## Exercise details
Can you pick up the personal account below about stolen checks and the scam on the writer's father, starting right after its last sentence and not the data that follows it?

## Excerpted passage
DW said she's had 7 customers in the past 10 days come in saying they had checks stolen out of the mail. She says thieves are creating some type of sticky hands reaching thing where they can reach the stick in the blue box by the street, and the envelopes stick to it and then they just pull it out. It's really kind of scary. We don't even own checks anymore. Everything is digital, except for our church tithe. And we pay cash for that.
The crazy thing is in my dad's cases, it wasn't even checks being stolen from his mailbox. The bill still got paid but who knows? The 2nd time we don't know how someone got his routing/account numbers but the first time was before he needed care and was living independently. We knew he was a little forgetful but no one was calling it dementia yet. He could still refill his pill organizers and pay his bills, and go grocery shopping. Something popped up on his computer that told him he had a virus and to call some number and they'd fix it. They literally walked him through all the steps of scanning a check, which I'm certain he's never scanned anything before in his life, only printing from his computer or making copies.
They walked him through how to attach the image of the check to an email and he had just sent it when I walked in.
I grabbed the phone from him, called them some names using language that my father has
never heard me speak in my entire life, told them to get a real job, and because it's a landline, I had the pleasure of slamming the phone down to hang up on them. (Something young people who've only had wireless phones will never get to enjoy.)

## Data shown
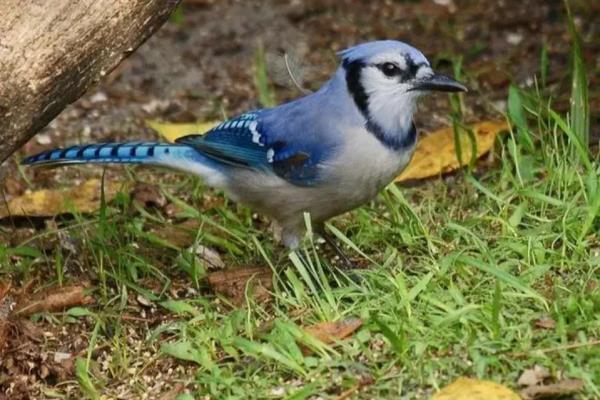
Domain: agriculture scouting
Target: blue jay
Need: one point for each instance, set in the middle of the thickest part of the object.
(325, 153)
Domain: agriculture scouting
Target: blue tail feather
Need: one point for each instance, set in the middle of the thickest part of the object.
(128, 152)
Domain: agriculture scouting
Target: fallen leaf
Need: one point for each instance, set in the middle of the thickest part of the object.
(208, 256)
(436, 153)
(53, 299)
(234, 283)
(181, 235)
(552, 391)
(84, 198)
(172, 131)
(148, 195)
(330, 332)
(533, 376)
(474, 389)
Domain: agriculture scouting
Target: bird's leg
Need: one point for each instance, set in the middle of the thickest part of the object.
(346, 262)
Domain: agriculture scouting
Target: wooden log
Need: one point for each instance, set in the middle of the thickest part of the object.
(51, 52)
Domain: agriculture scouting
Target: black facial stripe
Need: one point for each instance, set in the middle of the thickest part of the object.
(355, 87)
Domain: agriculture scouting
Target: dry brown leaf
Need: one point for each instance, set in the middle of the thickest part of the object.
(181, 235)
(84, 198)
(533, 376)
(474, 389)
(552, 391)
(148, 195)
(330, 332)
(173, 131)
(234, 283)
(53, 299)
(436, 153)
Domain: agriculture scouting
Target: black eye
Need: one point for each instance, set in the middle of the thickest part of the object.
(390, 69)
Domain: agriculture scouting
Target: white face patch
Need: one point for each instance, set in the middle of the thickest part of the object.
(392, 57)
(391, 104)
(424, 71)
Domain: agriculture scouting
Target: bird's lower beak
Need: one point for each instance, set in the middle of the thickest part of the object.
(438, 83)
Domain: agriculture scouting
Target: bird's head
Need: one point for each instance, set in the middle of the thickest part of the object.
(385, 78)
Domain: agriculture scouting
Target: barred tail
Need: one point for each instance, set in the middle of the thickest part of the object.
(177, 156)
(129, 153)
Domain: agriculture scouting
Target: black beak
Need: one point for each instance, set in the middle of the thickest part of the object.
(438, 83)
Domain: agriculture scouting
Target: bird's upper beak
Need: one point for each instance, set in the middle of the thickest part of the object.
(439, 83)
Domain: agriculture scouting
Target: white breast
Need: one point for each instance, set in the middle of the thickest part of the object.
(365, 165)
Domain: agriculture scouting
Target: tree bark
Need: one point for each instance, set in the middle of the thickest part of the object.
(52, 51)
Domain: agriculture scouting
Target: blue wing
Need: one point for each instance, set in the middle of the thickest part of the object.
(245, 141)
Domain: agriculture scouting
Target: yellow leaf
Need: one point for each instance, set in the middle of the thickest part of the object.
(171, 131)
(84, 198)
(436, 154)
(474, 389)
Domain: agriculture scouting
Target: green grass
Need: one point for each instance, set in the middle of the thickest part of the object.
(458, 272)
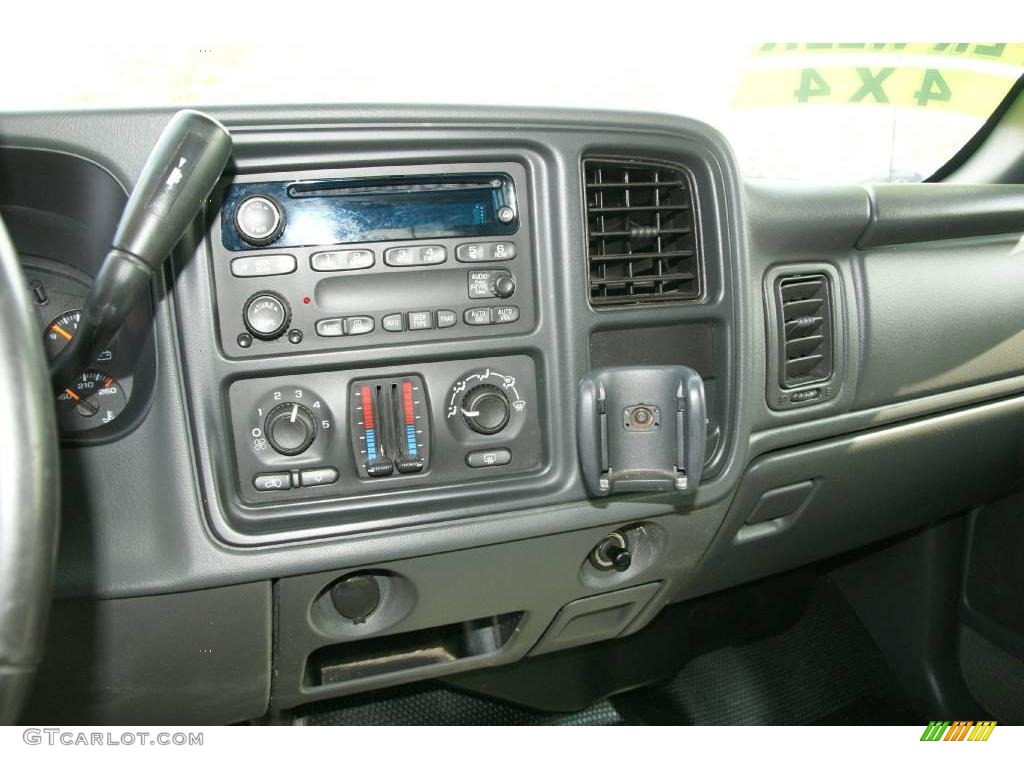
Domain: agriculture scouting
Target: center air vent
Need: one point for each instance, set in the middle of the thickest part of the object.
(641, 232)
(806, 339)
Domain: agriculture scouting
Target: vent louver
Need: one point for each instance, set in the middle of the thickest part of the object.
(806, 335)
(641, 233)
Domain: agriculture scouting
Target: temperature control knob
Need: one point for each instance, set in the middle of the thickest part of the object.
(266, 314)
(485, 410)
(290, 428)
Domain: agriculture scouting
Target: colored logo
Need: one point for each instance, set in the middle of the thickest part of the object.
(961, 730)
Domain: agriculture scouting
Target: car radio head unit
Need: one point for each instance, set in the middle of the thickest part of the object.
(369, 210)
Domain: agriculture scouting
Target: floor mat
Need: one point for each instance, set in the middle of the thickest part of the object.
(430, 705)
(821, 669)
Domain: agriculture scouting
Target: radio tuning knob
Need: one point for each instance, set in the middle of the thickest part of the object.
(266, 314)
(485, 410)
(259, 220)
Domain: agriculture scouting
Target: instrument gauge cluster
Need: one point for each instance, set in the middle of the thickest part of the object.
(93, 406)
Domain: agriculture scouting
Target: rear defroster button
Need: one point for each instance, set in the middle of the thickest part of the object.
(493, 458)
(272, 481)
(318, 476)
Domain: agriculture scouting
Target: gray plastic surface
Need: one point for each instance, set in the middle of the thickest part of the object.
(163, 529)
(538, 577)
(195, 657)
(869, 485)
(940, 316)
(591, 620)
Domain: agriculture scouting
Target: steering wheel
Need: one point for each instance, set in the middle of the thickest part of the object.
(30, 491)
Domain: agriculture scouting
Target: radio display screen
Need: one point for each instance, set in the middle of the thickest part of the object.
(375, 210)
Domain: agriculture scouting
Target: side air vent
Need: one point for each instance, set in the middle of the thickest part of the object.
(642, 244)
(804, 303)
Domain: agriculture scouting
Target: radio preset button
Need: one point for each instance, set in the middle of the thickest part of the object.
(432, 255)
(477, 316)
(393, 322)
(505, 313)
(331, 327)
(259, 266)
(258, 220)
(336, 261)
(504, 286)
(358, 326)
(469, 252)
(421, 321)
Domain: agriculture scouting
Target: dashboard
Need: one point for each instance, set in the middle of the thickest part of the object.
(425, 391)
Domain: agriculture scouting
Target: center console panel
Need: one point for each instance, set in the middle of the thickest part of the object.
(376, 340)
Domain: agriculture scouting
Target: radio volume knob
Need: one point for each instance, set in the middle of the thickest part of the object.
(485, 410)
(259, 220)
(266, 314)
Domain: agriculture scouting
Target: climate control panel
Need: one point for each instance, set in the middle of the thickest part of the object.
(390, 426)
(350, 434)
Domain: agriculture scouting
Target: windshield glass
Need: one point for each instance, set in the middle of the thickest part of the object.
(823, 112)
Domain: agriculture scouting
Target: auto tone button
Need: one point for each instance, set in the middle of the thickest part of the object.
(259, 266)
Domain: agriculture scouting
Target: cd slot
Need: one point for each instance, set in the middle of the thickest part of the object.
(354, 187)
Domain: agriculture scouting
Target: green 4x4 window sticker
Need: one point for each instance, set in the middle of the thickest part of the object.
(964, 78)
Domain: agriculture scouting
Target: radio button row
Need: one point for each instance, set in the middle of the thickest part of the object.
(259, 266)
(421, 321)
(469, 252)
(336, 261)
(503, 314)
(331, 327)
(415, 256)
(356, 326)
(491, 315)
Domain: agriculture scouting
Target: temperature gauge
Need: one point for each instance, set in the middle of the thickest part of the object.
(91, 400)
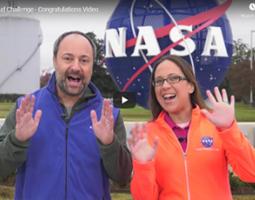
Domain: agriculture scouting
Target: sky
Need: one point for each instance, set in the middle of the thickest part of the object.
(241, 15)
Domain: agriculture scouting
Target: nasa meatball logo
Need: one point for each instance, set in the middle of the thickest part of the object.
(207, 141)
(140, 32)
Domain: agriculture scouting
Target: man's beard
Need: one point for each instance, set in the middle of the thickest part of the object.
(63, 85)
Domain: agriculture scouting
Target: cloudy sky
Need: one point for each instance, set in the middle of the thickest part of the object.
(241, 16)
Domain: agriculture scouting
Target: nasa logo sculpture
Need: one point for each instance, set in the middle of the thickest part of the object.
(140, 32)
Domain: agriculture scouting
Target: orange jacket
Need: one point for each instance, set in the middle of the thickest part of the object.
(200, 173)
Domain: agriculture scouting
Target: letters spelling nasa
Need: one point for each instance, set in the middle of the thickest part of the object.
(146, 40)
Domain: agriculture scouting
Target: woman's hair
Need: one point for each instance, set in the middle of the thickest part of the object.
(195, 98)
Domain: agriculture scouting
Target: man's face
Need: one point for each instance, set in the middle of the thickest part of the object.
(73, 64)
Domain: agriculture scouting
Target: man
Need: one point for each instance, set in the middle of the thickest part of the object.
(66, 139)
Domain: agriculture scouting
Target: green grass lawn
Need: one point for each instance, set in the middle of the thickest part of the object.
(244, 113)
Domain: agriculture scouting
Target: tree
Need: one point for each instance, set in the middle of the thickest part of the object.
(240, 76)
(101, 77)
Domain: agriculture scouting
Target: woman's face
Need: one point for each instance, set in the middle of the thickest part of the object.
(174, 94)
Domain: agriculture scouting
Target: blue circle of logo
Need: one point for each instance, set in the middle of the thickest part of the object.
(139, 32)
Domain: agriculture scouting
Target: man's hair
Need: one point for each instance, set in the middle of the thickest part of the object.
(61, 37)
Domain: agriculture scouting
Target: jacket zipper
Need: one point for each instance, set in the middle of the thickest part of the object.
(184, 154)
(66, 151)
(186, 174)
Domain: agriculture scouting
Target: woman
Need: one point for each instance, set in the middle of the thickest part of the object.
(184, 152)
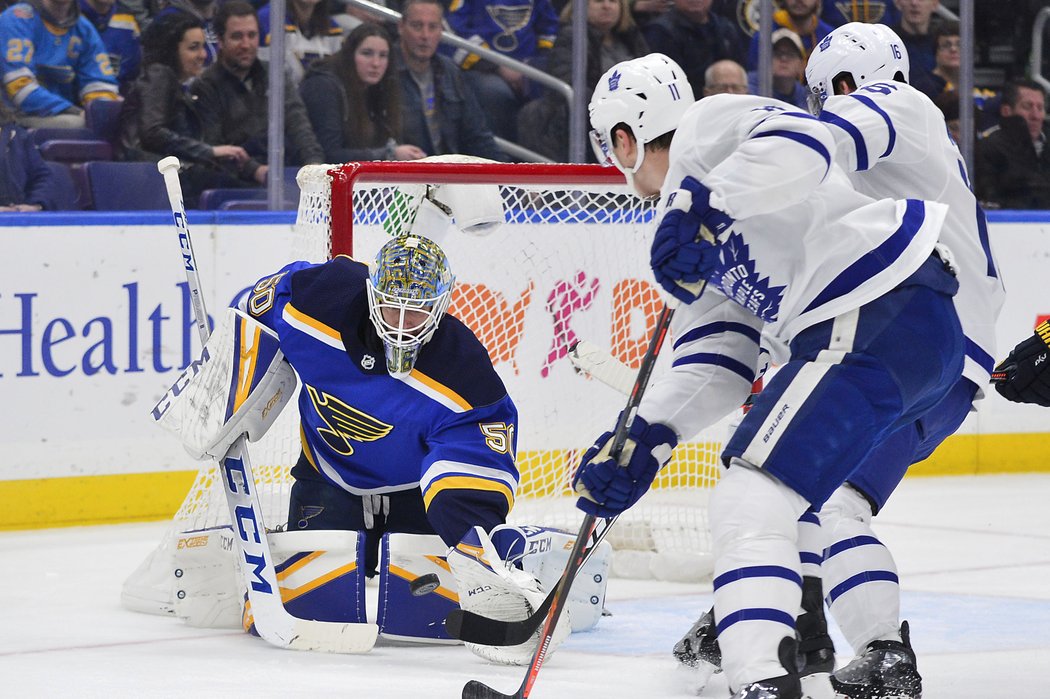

## Output of the exercise
I told him we need to have his checking account shut down for fraud. He insisted it was a computer repair company. By coincidence my niece, who now lives with him as his caretaker, called shortly after to say hi and check on him. I told her what happened and she talked to him and convinced him that it was a scammer. He only believed her because she was working at a bank at the time. Arrrrgh!!!
What a pain it was to re-establish his Social Security & pension direct deposits and Medicare supplement auto debit. I had to take a day off work to get it all done.
The 2nd time, I had been paying his bills but he still insisted on mailing checks but used a big blue box, not his own. I noticed a large payment being made to Capital One (over $9k) that was more than he had in his account and it was declined. They tried a smaller amount and was successful. So here we go again, going to the bank to report fraud, get a new account number, re-establish all of his automatic transactions.
Since then we got a joint account and I took over paying all his bills online. The fewer checks we write, the better. It's hard for him to comprehend, besides the dementia, that something he did so frequently all of his adult life is now something bad. Kind of like answering the phone when you don't recognize the number.
He especially liked to mail out bills from his mailbox because if you have outgoing mail, you flip the little flag up. He could look out the window and see that the flag was still up then he hadn't come yet or if it was down, he knew the mailman had come. On days with no outgoing mail, he'd check the box 5x.
One thing for sure, if they catch these evil people who do this stuff, they need to serve a long time in prison.